___ EXCERPTED PASSAGE ___
BEIJING, June 5 (Xinhuanet) -- For 70 years scientists have known that fruit flies, mice, dogs and other animals on near-starvation diets tended to live up to 40 percent longer than those with better diets, and a recent study now reveals why.
Reseachers at the Salk Institute for Biological Studies in La Jolla, California, have identified a gene in roundworms that directly connects calorie restriction to longer lifespan.
Research leader Andrew Dillin said a gene called pha-4 plays a role in gut development in embryonic worms but in adults is associated with calorie-restricted longevity. Dillin said it is unclear whether similar genes may play a similar role in humans.
"We don't know yet whether or not dietary restriction will increase longevity in humans," Dillin said. "There are several people that are actively doing this voluntarily.
"But there is a primate study that's going on that's around 35 years into it," he added, "and it looks like the primates are going to respond very well to reduced food intake and actually live longer."
___ INFORMATION PROVIDED ___
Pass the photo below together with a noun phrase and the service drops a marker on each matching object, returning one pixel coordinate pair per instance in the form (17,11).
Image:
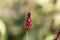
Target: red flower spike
(28,21)
(52,24)
(58,35)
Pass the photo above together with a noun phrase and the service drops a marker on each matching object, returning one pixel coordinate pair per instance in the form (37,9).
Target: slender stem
(27,35)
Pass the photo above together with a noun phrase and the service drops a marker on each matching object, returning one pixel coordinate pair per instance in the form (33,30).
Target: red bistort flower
(28,21)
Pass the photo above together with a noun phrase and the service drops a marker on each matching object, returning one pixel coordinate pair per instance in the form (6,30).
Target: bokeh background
(45,19)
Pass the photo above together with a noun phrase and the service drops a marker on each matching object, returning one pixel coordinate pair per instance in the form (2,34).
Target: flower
(28,21)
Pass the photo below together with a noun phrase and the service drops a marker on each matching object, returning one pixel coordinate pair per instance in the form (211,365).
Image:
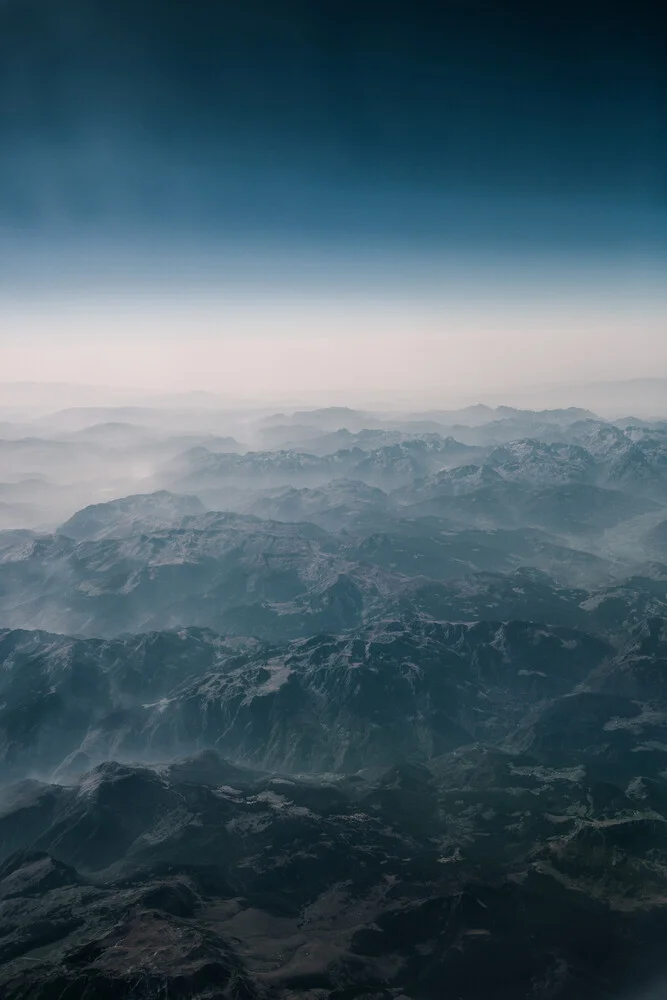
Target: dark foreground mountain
(389,724)
(484,874)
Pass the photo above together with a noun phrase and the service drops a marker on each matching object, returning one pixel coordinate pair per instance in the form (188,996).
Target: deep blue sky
(337,194)
(468,122)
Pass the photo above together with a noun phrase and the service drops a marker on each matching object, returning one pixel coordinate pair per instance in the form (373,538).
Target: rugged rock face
(483,873)
(391,725)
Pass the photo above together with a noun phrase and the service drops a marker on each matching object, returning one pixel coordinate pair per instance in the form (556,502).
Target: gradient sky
(272,194)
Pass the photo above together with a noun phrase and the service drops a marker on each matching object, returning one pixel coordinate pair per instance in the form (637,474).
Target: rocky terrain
(334,705)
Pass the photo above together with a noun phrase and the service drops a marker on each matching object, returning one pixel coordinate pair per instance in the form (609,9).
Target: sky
(266,196)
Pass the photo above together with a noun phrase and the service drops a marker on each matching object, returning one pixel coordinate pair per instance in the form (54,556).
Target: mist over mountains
(332,703)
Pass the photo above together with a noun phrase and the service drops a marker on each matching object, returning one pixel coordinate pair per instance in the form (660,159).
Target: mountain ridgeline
(332,704)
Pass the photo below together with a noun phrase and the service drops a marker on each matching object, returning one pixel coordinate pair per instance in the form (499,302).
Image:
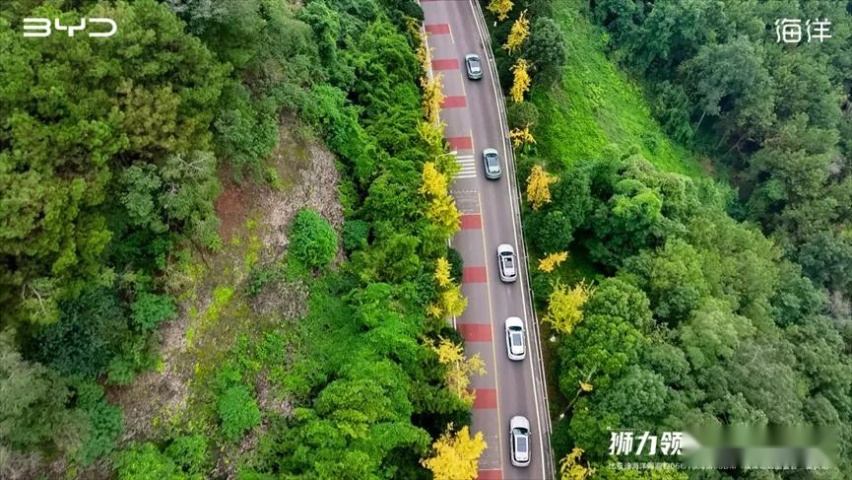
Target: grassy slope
(597,104)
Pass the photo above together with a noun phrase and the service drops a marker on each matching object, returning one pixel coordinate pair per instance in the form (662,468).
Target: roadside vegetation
(179,299)
(674,298)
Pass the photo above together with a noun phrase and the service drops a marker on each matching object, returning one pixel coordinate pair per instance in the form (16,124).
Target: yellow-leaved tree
(434,182)
(550,262)
(521,136)
(433,97)
(570,467)
(521,82)
(456,455)
(518,34)
(538,186)
(501,8)
(433,135)
(444,213)
(442,272)
(565,306)
(459,368)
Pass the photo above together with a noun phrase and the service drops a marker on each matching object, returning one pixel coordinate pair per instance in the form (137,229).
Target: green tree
(238,412)
(145,462)
(545,49)
(313,241)
(34,399)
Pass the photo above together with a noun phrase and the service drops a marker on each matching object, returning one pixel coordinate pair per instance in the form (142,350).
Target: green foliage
(312,239)
(105,420)
(768,112)
(189,453)
(237,411)
(690,322)
(355,235)
(522,114)
(149,310)
(546,49)
(456,265)
(133,98)
(145,462)
(34,398)
(89,333)
(262,275)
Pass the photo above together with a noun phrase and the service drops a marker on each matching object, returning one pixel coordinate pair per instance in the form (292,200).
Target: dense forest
(111,156)
(704,301)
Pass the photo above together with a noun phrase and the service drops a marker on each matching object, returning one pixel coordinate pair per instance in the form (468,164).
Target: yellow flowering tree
(501,8)
(570,467)
(538,187)
(521,81)
(521,136)
(460,368)
(565,306)
(550,262)
(456,455)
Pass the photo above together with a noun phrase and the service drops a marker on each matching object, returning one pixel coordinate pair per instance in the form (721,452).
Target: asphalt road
(474,118)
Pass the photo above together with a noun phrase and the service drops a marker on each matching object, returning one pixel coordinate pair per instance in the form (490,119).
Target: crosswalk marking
(468,166)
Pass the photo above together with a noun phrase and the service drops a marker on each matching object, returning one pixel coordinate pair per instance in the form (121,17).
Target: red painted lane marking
(485,398)
(474,275)
(488,474)
(437,28)
(454,101)
(471,221)
(445,64)
(460,143)
(475,332)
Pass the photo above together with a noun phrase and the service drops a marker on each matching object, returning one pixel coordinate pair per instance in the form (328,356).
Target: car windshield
(492,161)
(521,444)
(507,260)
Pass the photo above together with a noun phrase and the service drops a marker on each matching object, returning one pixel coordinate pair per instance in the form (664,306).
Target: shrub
(456,265)
(106,422)
(355,235)
(150,310)
(238,412)
(87,336)
(521,114)
(313,241)
(189,453)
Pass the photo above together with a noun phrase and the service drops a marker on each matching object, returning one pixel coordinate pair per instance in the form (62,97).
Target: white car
(491,160)
(515,342)
(519,440)
(507,263)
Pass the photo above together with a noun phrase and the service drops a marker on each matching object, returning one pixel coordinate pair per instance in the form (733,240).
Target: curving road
(474,113)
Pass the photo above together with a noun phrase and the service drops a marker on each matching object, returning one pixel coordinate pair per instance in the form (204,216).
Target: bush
(150,310)
(238,412)
(355,235)
(106,422)
(313,241)
(145,462)
(260,276)
(189,453)
(87,336)
(521,114)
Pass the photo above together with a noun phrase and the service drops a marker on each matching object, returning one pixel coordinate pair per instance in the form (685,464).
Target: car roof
(519,421)
(514,322)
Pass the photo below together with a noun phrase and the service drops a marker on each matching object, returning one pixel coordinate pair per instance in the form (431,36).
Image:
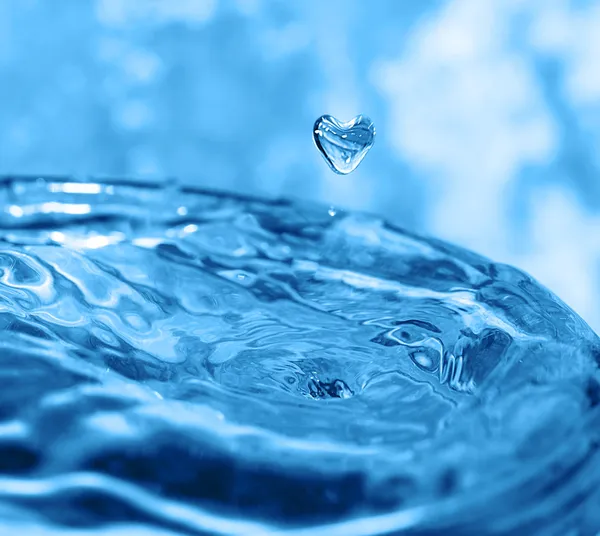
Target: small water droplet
(343,145)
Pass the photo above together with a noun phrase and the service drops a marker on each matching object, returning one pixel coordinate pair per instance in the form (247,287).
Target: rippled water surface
(190,362)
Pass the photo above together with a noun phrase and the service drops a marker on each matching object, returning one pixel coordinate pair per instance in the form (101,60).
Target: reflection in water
(197,362)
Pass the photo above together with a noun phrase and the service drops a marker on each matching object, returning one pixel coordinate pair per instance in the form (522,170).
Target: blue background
(487,111)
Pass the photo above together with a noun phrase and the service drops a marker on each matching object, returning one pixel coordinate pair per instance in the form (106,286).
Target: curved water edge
(186,361)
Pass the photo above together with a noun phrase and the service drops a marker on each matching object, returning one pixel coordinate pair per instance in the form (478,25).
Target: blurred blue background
(487,111)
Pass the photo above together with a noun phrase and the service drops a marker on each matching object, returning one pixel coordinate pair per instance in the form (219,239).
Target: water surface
(179,361)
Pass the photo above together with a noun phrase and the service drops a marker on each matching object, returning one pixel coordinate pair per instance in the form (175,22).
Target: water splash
(202,363)
(343,145)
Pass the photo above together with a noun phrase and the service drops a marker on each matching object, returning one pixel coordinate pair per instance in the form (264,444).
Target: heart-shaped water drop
(343,145)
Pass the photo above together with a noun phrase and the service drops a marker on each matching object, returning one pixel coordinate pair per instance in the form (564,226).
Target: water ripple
(192,362)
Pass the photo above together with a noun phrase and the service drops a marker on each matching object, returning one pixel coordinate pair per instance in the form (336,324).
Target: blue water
(179,361)
(343,144)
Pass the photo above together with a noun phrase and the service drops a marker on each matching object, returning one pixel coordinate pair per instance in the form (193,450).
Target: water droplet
(343,145)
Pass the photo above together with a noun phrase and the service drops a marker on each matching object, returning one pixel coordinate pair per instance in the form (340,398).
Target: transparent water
(178,361)
(343,144)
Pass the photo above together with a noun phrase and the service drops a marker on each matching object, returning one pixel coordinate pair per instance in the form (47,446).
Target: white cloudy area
(487,111)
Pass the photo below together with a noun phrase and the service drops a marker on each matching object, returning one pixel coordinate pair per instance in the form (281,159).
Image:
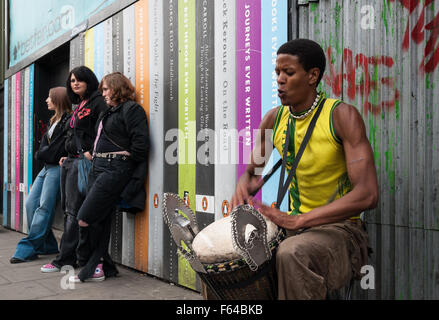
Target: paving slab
(25,281)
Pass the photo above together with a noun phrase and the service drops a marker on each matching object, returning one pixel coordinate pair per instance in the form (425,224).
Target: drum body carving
(233,256)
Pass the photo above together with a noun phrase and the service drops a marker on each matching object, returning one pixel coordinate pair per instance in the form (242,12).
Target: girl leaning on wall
(120,152)
(41,202)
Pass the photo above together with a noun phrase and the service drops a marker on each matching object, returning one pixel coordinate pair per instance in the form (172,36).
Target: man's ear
(313,74)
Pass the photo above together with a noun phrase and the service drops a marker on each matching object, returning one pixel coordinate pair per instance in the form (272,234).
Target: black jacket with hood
(52,149)
(85,125)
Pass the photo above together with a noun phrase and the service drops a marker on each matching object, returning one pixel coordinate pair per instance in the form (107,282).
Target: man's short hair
(121,86)
(82,73)
(309,52)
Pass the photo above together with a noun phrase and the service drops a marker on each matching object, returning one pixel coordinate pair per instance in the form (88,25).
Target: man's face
(294,83)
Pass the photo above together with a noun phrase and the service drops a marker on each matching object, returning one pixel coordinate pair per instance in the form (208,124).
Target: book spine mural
(17,150)
(170,126)
(117,222)
(5,151)
(225,105)
(187,123)
(156,117)
(142,93)
(98,35)
(129,53)
(274,19)
(248,78)
(205,114)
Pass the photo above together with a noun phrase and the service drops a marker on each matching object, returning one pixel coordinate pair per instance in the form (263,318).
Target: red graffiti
(417,34)
(358,67)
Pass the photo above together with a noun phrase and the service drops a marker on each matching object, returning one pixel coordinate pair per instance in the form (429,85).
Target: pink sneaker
(97,276)
(49,268)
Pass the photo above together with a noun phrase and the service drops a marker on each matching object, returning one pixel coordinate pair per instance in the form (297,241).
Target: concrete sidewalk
(26,281)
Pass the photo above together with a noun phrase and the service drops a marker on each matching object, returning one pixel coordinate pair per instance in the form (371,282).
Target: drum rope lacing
(255,234)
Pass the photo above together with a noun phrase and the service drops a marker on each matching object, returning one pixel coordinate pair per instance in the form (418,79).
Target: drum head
(214,244)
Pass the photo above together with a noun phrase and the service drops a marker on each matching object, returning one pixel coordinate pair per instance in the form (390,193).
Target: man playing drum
(334,182)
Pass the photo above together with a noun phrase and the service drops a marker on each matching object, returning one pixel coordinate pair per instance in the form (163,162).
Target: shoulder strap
(284,187)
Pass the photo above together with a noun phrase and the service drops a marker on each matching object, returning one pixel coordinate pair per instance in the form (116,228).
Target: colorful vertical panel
(17,151)
(117,222)
(205,113)
(142,92)
(10,150)
(274,15)
(75,60)
(225,98)
(108,46)
(248,81)
(24,149)
(98,33)
(21,154)
(118,42)
(187,124)
(129,45)
(31,126)
(170,126)
(156,116)
(5,151)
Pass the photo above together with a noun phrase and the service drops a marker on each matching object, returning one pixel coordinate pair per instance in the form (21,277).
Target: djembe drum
(234,256)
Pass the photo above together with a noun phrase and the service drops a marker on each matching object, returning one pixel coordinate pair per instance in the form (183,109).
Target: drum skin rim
(236,264)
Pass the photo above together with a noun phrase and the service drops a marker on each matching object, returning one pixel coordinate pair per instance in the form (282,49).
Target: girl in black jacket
(41,202)
(121,145)
(82,88)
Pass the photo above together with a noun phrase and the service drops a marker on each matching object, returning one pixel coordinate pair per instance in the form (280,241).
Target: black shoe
(14,260)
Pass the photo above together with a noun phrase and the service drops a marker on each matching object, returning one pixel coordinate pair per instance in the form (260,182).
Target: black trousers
(107,179)
(71,201)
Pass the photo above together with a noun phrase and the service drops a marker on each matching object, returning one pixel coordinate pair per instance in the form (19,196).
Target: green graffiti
(337,15)
(373,140)
(390,169)
(386,24)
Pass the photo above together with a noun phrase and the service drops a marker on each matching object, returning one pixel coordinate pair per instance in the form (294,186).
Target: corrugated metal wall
(383,58)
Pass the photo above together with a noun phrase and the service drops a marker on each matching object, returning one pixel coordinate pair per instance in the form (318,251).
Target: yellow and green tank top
(321,175)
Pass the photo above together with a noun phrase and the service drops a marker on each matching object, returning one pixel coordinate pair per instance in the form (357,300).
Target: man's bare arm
(349,127)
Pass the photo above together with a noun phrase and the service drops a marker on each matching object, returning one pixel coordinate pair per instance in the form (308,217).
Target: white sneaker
(96,277)
(49,268)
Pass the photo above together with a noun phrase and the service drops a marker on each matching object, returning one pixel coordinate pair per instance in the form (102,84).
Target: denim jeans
(107,180)
(71,201)
(40,210)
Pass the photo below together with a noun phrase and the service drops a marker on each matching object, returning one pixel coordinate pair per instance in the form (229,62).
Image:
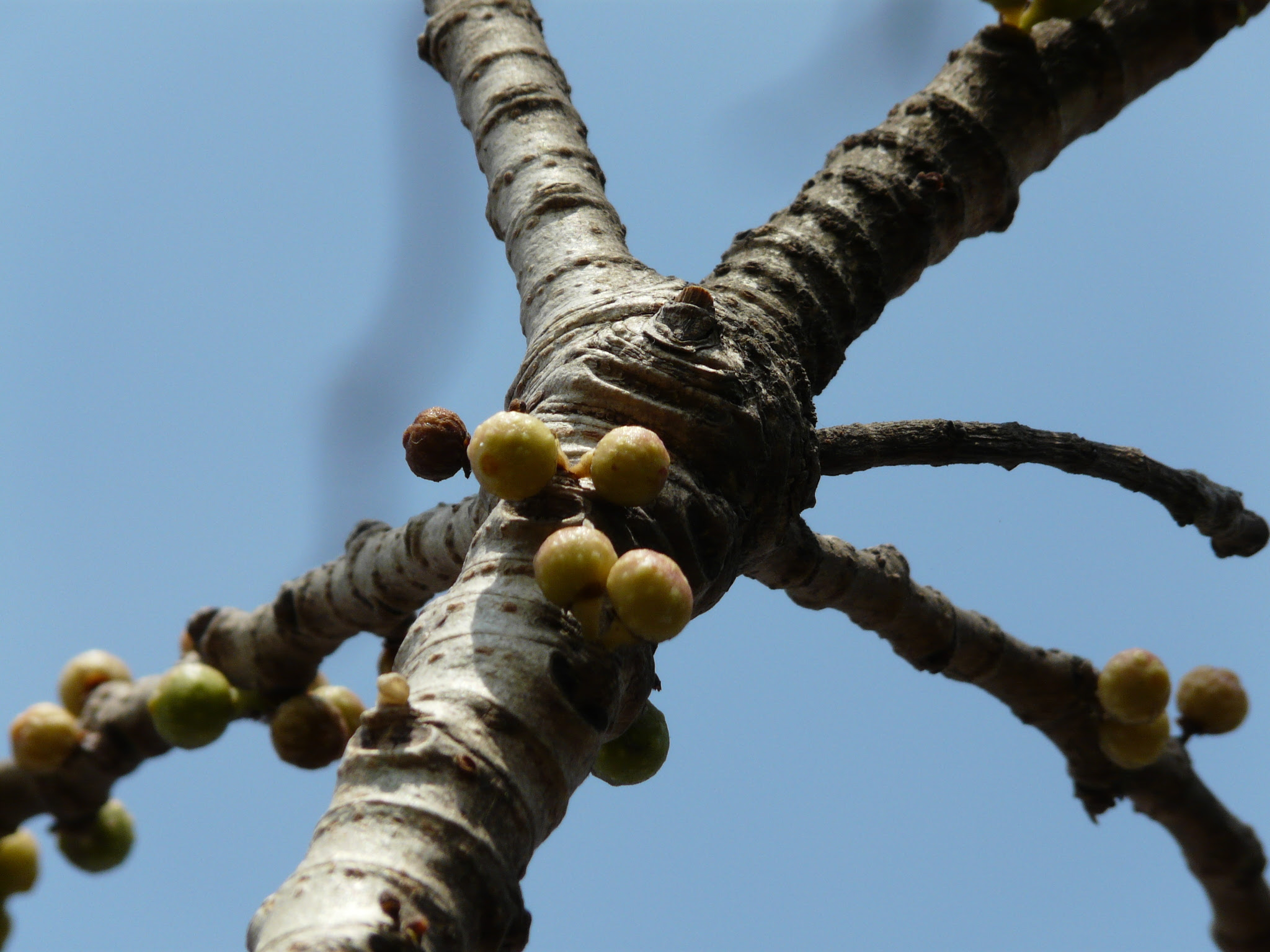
___
- **LIST OF TASKS**:
A. Quote the calorie restriction article word for word from "Research leader Andrew" up to and including "doing this voluntarily.".
B. Continue the calorie restriction article from its last sentence.
The records are separate material and have no connection to the calorie restriction article.

- **ANSWERS TO EACH TASK**:
A.
Research leader Andrew Dillin said a gene called pha-4 plays a role in gut development in embryonic worms but in adults is associated with calorie-restricted longevity. Dillin said it is unclear whether similar genes may play a similar role in humans.
"We don't know yet whether or not dietary restriction will increase longevity in humans," Dillin said. "There are several people that are actively doing this voluntarily.

B.
Dillin said it usually takes a 50 to 70 percent reduction in normal food intake to yield longer lifespan in animals.
People have three genes very much like the worm's pha-4. They are related to glucagon, a pancreatic hormone that increases blood sugar concentration and maintains the body's energy balance, particularly during fasting.
Identifying the worm gene might open the door to drugs that imitate the effects of calorie restriction and could allow people to live longer without following such a severely restrictive diet, the researchers reported the journal Nature.